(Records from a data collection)
━━━━━━━━━━━━━━━━━━━━

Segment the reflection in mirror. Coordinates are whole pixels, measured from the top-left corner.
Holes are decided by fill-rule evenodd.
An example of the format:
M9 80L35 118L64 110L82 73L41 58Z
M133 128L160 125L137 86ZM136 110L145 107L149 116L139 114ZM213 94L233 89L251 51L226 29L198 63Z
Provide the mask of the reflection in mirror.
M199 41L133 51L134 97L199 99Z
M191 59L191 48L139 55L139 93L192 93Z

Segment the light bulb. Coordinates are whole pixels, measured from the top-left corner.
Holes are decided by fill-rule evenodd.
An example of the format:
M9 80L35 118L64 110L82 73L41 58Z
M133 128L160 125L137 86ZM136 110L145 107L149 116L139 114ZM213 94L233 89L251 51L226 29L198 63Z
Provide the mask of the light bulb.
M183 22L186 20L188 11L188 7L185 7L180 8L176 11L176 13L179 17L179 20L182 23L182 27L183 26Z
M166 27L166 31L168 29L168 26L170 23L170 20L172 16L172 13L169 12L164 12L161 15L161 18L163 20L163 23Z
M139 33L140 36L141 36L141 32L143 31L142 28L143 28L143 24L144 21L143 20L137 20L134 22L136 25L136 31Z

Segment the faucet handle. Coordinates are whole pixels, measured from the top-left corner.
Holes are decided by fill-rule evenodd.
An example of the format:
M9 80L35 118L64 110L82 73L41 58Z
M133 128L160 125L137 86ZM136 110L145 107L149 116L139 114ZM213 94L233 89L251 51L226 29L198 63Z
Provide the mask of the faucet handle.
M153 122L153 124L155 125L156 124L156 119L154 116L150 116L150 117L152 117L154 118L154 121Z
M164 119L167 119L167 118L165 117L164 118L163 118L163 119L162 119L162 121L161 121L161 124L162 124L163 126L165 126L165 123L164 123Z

━━━━━━━━━━━━━━━━━━━━

What you are asked to do - Copy out the entries above again, replacing "top-left corner" with "upper-left corner" wherever it occurs and keeping everything else the same.

Written solution -
Segment the reflection in mirror. Coordinates are whole pixels, measured from the upper-left corner.
Holes are decided by fill-rule evenodd.
An example of the format:
M9 80L35 118L64 110L82 73L41 58Z
M133 128L160 125L137 86ZM136 110L145 107L149 116L139 114ZM213 94L233 89L251 51L226 29L198 63Z
Provide the mask of the reflection in mirror.
M199 41L133 51L134 97L199 99Z
M191 59L191 48L139 55L139 93L192 93Z

Segment the light bulb. Coordinates are whole pixels, measured from the upper-left corner.
Holes are decided by fill-rule evenodd.
An example of the format:
M9 80L35 118L64 110L82 73L41 58Z
M133 128L160 125L137 86ZM136 110L145 107L149 116L139 114ZM213 94L233 89L251 51L226 29L198 63Z
Provide the mask of the light bulb.
M183 22L186 20L188 11L188 7L185 7L180 8L176 11L176 13L179 17L179 20L182 23L182 27L183 26Z
M166 27L166 31L168 29L168 26L170 23L170 20L172 16L172 13L169 12L164 12L161 15L161 18L163 20L163 23Z
M139 33L140 36L141 36L141 32L143 31L142 28L143 28L143 24L144 21L143 20L137 20L134 22L136 25L136 31Z

Segment the faucet handle. Coordinates are whole pixels, measured from the upper-left corner.
Holes are decided by fill-rule evenodd.
An example of the format:
M9 80L35 118L64 110L82 73L41 58Z
M133 128L160 125L137 86ZM136 110L145 107L149 116L139 114ZM213 94L233 89L251 51L226 29L198 63Z
Provide the mask of the faucet handle.
M153 122L153 124L155 125L156 124L156 119L154 116L150 116L150 117L152 117L154 118L154 121Z
M164 119L167 119L167 118L165 117L164 118L163 118L163 119L162 119L162 121L161 121L161 124L162 124L163 126L165 126L165 123L164 123Z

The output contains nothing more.